Will all three (or, to be honest, even two) return next year?

No. Nor should they.

Sideways looks were cast the franchise’s way when they put Howie Roseman back in charge of personnel decisions and plopped Doug Pederson, an Andy Reid protege and, in many ways, a Reid throwback, into the head coaching chair. After the Chip Kelly Experiment, the return to happier times felt like nostalgia for comfort’s sake. Roseman even made a few shrew deals to nab the No. 2 pick in the Draft and take a rookie quarterback. It was 1999 all over again.

But leaning on nostalgia in the leadership structure, while certainly questionable, is more excusable than nostalgia on the field. Football players have terribly short shelf lives. Their careers are, on average, 3.3 years long, so all three subjects of these rumors are pushing expectations as it is. When they thrived with the Eagles a half-decade ago (startling how time works, isn’t it?), they were all in their early 20s.

DeSean Jackson is now in his 30th year on the planet. He hasn’t lost a step, and it’s fair to bet he won’t any time soon because DeSean Jackson is not a normal wide receiver, but that’s a bet the Eagles should probably let other teams take. LeSean McCoy, who turns 29 before next season starts, has run the ball nearly 1,900 times, 45th-most in history and fifth-most among active players. And, despite Kansas City’s surprising success since his arrival, Maclin has struggled to stay healthy (missed five games in two years) and produce at his 2014-level with the Chiefs.

This isn’t to say any of these players wouldn’t be upgrades over what the Eagles have at those respective positions. Jackson would be the team’s best deep threat by a Philadelphia mile. Maclin would be Carson Wentz’s new best buddy, a man to look for on an out-route on every third down. And McCoy would most likely run for 1,000 yards, becoming the first Eagle to do so since he himself did it in 2014.

But in the NFL, the future is rarely written by what once was. If the Eagles wanted to put the band back together from 2013, they might as well just bring Chip Kelly back into the fold.

(Yeah, I thought you’d say that.)

The re-instatement of Roseman and the hiring of Pederson smelled familiar, but those two have proven they have plans for the future.

Roseman jettisoned his starting quarterback with a week before the regular season and threw Carson Wentz, the player whose career will decide Roseman’s, into the fire, making a statement about this iteration of the Eagles: this is his team and his plan.

Supplied entries -
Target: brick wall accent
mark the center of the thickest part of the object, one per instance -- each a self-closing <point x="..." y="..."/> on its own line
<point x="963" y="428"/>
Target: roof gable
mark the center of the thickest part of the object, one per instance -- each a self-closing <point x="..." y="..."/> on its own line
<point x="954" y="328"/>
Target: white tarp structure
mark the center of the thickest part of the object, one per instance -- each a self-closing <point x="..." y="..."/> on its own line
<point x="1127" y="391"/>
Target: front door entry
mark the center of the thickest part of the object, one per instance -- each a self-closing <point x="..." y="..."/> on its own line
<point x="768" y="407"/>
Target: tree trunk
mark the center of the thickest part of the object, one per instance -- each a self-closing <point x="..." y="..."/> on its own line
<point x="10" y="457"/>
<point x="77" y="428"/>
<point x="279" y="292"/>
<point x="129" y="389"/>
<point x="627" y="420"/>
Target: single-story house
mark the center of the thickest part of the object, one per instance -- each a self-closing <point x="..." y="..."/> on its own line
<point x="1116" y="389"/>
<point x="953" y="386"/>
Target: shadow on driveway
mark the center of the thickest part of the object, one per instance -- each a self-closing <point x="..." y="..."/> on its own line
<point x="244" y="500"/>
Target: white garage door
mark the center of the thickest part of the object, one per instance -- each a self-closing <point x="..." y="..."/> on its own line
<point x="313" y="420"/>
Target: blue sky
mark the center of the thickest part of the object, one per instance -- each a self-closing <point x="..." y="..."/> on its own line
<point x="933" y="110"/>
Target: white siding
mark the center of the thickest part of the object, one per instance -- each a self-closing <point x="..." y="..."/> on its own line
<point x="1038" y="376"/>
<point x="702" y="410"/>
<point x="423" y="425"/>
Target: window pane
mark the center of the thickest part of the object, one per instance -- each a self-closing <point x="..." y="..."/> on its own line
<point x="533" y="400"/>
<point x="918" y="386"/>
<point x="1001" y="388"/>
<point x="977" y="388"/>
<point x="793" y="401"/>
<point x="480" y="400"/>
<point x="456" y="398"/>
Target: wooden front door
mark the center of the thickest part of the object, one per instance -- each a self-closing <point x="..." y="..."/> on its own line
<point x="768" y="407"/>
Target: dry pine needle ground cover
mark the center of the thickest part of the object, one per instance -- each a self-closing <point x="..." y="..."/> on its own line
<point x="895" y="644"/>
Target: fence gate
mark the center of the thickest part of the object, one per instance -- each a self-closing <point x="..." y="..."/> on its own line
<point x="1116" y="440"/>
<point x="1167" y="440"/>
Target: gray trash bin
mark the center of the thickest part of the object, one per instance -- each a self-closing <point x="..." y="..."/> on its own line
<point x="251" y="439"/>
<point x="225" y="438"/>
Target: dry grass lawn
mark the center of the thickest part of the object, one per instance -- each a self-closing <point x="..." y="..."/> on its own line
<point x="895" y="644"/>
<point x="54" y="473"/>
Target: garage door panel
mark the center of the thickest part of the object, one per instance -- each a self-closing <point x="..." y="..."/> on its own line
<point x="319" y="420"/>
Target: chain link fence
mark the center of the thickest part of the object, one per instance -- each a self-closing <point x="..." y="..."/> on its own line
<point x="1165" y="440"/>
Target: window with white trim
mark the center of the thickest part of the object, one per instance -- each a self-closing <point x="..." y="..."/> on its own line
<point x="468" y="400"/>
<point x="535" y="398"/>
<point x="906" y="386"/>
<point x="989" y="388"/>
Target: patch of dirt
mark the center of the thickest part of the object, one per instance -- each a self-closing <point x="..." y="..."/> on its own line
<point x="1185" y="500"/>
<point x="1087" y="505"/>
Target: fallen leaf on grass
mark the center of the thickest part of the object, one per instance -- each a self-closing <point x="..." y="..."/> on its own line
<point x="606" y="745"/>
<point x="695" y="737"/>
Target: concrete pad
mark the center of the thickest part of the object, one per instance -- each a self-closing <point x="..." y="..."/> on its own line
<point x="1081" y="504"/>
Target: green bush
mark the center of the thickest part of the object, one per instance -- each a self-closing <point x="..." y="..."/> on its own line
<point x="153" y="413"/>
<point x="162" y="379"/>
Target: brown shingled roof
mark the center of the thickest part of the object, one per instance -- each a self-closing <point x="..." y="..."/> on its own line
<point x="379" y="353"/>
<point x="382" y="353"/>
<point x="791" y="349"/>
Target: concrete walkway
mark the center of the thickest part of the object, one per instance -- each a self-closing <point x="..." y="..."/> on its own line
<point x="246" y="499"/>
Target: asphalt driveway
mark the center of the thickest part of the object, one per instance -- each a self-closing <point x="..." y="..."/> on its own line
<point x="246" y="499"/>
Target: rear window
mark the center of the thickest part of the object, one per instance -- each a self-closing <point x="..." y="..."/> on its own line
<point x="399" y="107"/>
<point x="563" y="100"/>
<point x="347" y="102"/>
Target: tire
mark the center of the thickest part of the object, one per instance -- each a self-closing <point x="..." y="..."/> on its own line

Task prompt - Carry the Eagles column forward from its last sentence, about Roseman making Carson Wentz his starter. None of the items are needed here.

Answer section -
Pederson, while echoing Reid a bit too much in his use of timeouts and end-of-half clock management, has shown his players he’s not just a re-tread. From time spent in the locker room and talking to players, it’s clear Pederson has the team’s ear. He’s a fiery leader when necessary, a man who understands quarterbacking and also understands how to reach his guys. The end of 2016 showed that Pederson belongs, and has the chops to carve out his own coaching style and career future.

And in the personnel department, the promotion of Joe Douglas to his current draft-board-setting position, and the shedding of Rick Mueller and Joe Pannunzio, while less-splashy moves, make clear the Eagles’ vision of the future. It’s one where Roseman and Douglas are running the show. Douglas has a proven record of success, especially from his years in Baltimore, and if his hiring pays off the way many good football minds think it will, the Eagles are in a good position for the next handful of years, at least.

Nostalgia is lovely for minutes, but lacking in months and years. The Eagles of the DeSean/LeSean/J-Mac years were explosive, and they were thrilling, and they were so much louder and brasher and wilder than any sports fan has a right to hope for from three franchise cornerstones.

But the three never combined for a playoff win. The three were just two games over .500 in four years together. The three were good, but never good enough.

And now the Eagles have moved on to a markedly new era, in the front office and on the field. Which means it’s time to embrace the future, not the past.

You can’t win Super Bowls that have already been won.